(Job) Please find every line in the items below that contains the word "trunk", matching case exactly, and copy each of those lines in full.

(Entries provided)
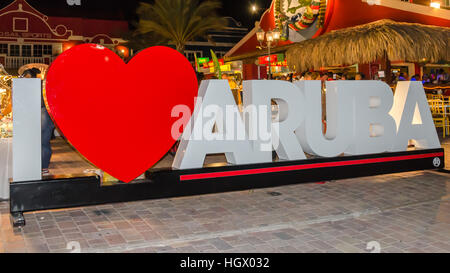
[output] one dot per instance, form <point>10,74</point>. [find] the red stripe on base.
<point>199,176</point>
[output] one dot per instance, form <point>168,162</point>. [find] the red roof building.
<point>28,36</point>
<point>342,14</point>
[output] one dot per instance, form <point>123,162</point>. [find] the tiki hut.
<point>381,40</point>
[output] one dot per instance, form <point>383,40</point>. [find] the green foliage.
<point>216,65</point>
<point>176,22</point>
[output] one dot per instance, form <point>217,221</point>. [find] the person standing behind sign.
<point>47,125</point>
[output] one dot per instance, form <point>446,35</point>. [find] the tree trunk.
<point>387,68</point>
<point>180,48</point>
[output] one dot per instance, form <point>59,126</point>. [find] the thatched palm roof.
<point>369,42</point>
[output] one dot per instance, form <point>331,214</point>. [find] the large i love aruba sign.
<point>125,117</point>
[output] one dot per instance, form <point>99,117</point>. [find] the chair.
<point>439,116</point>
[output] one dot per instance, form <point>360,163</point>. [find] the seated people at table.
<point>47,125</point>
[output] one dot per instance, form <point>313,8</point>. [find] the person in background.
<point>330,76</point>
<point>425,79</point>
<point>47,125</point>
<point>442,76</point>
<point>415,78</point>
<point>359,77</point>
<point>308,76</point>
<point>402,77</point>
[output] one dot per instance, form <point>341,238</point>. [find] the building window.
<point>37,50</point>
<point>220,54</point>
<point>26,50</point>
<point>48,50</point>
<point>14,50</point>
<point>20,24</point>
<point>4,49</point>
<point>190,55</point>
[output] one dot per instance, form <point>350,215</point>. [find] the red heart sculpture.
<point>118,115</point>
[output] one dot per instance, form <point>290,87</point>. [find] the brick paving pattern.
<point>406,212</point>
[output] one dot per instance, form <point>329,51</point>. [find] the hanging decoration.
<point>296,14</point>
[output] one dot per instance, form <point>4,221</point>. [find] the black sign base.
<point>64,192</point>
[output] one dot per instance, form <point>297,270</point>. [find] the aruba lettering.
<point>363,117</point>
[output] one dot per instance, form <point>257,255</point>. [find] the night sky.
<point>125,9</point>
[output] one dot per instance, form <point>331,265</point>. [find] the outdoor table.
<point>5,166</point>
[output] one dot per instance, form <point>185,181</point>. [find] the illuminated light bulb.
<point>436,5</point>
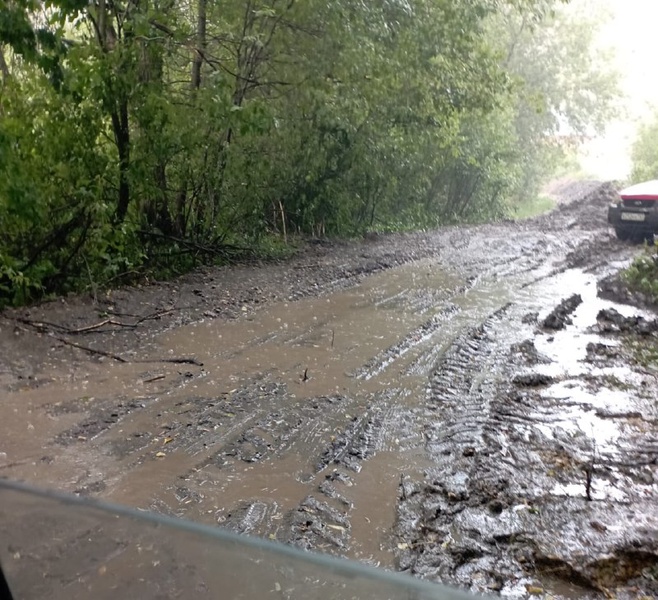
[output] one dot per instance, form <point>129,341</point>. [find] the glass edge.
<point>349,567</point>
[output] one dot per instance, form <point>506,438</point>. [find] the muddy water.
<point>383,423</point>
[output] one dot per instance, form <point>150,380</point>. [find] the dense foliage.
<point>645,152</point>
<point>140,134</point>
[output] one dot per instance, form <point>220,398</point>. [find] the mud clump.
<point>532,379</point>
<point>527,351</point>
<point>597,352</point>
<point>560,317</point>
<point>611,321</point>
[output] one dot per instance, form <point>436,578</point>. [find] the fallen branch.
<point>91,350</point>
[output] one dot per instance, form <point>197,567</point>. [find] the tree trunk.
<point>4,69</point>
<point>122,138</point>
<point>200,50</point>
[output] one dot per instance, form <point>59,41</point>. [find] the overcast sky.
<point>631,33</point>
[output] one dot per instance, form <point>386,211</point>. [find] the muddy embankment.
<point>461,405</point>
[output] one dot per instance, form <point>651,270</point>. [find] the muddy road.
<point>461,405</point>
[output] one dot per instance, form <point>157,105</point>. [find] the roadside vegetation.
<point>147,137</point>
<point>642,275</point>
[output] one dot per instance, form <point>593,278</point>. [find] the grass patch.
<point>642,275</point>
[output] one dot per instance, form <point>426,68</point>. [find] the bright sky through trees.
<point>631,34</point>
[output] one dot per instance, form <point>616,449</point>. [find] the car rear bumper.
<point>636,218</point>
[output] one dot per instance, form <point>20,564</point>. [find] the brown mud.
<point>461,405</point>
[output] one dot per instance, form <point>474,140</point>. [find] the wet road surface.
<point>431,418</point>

--

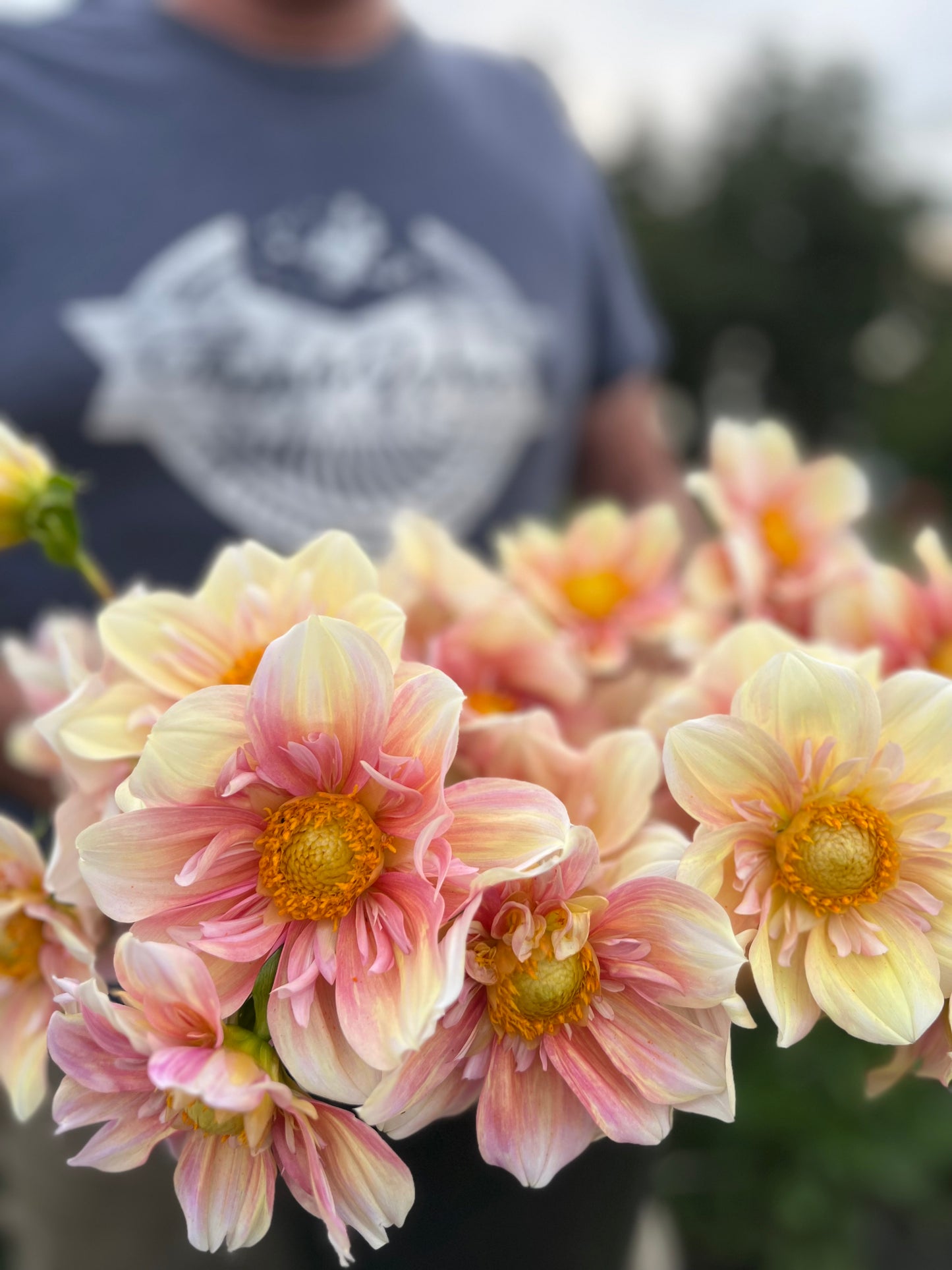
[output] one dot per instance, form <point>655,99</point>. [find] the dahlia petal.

(Problem solution)
[output] one dot per instance, form <point>446,35</point>. [find] the tree trunk.
[output] one dot per instance, form <point>197,567</point>. [find] the tree trunk.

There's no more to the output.